-------- TRECHO DA FONTE

Em coletiva de imprensa na manhã desta sexta-feira (18/7), o presidente do Centro de Luta pela Livre Orientação Sexual e Identidade de Gênero (Cellos), Maicon Chaves, acompanhado de outros representantes do movimento, disse que as medidas cabíveis estão sendo tomadas.

"Quando atacaram o Cellos, atacaram pessoas, que fizeram a instituição acontecer e não por elas próprias. Manter o pé na resistência, fazer parada, manter essa sede é honrar pessoas que vieram antes de nós e que não puderam estar aqui, mas é preciso afirmar: vai ter parada, sim!", disse Chaves.

Segundo o presidente da instituição, o evento continuará acontecendo com ou sem recurso. Para ele, o movimento continuará fazendo a parte deles, fazendo a economia da cidade girar e, ainda, sorrindo. No entanto, ele reforça que a liminar é uma tentativa de criminalizar o movimento LGBTQIAPN+, pois a sexualidade mexe com os conservadores.

Conforme Chaves, se antes as pessoas LGBT eram agredidas, atualmente a maneira de fragilizar essa população é cortando recursos, pois “se não tem recurso, não tem política pública”. Ele comenta que a medida trata-se de um processo orquestrado para desestabilizar o movimento, mas que a instituição está amparada por uma equipe de advogados e apoiada por parlamentares.

----------------
-------- ITENS FORNECIDOS

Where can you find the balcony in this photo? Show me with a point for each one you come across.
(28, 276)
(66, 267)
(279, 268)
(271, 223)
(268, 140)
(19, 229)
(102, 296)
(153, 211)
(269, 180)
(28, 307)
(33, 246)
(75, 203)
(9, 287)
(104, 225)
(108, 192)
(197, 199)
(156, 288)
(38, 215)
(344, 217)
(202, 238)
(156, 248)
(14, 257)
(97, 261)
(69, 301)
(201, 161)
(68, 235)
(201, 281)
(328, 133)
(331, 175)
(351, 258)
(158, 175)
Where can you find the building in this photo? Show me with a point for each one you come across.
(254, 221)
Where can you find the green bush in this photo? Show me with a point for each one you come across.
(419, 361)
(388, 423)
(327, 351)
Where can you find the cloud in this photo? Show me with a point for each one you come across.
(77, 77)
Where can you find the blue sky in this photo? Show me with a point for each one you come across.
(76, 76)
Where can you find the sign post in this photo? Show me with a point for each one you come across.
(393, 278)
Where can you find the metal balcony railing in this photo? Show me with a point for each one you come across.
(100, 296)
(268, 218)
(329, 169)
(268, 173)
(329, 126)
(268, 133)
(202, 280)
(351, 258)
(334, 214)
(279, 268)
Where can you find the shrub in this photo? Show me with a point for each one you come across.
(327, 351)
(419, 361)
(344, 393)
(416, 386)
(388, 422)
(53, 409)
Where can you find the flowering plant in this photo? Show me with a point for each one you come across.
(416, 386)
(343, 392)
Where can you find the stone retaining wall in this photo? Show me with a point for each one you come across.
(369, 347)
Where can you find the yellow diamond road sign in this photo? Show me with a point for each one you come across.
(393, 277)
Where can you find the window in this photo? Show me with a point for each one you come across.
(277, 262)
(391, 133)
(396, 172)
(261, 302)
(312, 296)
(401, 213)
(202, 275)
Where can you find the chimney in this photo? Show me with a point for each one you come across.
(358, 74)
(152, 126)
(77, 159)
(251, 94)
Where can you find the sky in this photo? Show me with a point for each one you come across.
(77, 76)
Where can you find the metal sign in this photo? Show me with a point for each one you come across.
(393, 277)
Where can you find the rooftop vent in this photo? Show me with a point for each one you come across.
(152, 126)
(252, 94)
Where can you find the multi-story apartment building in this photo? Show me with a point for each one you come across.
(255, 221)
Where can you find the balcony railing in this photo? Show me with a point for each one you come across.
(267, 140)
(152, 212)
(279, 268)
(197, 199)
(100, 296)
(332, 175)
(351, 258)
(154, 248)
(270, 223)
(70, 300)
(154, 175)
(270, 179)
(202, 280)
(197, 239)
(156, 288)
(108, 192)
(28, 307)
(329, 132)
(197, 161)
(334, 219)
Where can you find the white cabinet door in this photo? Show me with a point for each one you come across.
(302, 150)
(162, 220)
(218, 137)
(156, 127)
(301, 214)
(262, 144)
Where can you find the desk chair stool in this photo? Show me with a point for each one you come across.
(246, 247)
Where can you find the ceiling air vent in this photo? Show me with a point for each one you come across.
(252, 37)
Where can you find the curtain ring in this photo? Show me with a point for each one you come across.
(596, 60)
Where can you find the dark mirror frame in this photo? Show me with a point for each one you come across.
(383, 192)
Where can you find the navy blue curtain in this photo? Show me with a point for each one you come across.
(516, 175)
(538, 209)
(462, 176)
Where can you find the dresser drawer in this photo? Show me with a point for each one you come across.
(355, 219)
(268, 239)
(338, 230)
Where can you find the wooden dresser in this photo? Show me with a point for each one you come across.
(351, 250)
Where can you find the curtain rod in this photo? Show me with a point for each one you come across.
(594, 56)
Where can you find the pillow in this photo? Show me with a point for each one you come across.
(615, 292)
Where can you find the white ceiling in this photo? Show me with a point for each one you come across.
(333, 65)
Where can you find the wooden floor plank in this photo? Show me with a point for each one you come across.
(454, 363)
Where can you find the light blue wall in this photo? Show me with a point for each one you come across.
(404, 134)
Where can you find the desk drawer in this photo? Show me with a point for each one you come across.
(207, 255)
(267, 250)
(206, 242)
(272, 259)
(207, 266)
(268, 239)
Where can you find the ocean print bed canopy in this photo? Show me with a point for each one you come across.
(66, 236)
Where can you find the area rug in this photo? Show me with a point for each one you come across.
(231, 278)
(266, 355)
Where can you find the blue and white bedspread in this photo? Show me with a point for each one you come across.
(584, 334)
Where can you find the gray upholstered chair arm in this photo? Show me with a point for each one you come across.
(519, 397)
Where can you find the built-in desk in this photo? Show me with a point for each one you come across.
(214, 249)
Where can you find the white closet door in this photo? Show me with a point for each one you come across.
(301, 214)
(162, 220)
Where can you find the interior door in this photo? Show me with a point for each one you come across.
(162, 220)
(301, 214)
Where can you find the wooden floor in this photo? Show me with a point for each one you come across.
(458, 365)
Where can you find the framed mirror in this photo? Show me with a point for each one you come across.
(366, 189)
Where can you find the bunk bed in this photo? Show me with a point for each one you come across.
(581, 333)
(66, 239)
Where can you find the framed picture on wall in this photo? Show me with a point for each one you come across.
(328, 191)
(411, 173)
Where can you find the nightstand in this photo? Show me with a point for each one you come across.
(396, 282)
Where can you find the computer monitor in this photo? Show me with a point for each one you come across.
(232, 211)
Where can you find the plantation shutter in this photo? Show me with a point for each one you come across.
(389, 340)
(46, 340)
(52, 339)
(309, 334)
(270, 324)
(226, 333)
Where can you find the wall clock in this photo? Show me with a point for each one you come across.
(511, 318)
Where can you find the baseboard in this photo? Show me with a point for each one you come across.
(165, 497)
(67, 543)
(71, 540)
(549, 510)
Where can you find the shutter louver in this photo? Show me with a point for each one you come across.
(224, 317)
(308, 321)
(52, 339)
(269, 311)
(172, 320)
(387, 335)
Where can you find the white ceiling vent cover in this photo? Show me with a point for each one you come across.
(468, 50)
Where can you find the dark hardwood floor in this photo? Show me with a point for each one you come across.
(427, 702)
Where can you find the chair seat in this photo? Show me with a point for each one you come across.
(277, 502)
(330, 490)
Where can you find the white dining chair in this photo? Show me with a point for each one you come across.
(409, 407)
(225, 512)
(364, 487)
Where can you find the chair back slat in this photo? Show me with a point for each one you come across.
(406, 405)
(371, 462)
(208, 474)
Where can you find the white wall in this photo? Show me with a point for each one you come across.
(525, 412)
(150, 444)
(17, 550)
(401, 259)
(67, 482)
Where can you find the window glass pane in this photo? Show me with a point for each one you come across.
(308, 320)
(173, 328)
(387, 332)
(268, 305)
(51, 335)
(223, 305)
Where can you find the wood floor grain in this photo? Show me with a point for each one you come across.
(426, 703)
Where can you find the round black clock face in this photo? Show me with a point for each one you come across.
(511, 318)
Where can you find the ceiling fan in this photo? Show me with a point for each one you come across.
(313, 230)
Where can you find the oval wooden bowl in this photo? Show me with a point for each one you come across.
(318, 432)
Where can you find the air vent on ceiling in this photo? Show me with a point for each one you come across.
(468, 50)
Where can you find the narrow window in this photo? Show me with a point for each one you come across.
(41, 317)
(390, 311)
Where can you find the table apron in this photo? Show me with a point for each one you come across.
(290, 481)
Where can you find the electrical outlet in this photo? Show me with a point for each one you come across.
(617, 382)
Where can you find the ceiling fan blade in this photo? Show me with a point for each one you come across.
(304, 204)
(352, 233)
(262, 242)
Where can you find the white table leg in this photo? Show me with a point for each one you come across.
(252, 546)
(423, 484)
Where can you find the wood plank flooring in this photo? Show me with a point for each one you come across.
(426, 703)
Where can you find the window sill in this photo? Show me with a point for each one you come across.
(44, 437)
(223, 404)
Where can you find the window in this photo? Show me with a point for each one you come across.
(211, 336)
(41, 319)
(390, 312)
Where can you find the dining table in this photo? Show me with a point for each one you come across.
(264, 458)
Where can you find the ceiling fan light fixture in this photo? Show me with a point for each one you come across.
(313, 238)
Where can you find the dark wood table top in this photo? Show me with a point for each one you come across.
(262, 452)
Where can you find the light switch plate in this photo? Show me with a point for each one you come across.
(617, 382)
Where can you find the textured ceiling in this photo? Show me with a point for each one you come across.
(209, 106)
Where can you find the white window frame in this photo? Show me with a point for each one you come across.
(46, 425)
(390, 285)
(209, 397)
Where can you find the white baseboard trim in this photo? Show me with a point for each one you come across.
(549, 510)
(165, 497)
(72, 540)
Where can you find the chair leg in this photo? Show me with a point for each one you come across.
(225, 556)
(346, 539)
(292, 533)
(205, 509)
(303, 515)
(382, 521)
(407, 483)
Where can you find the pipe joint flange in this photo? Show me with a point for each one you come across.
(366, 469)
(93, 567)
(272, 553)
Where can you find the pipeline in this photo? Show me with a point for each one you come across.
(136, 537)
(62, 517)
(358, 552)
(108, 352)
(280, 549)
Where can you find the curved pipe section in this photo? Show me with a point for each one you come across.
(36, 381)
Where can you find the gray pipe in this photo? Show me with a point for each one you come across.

----------------

■ **O QUE FAZER**
No trecho sobre a coletiva do Cellos, o que a liminar representa, segundo o presidente da instituição? Os itens não são necessários aqui.

■ **RESULTADO DO EXERCÍCIO**
Uma tentativa de criminalizar o movimento LGBTQIAPN+.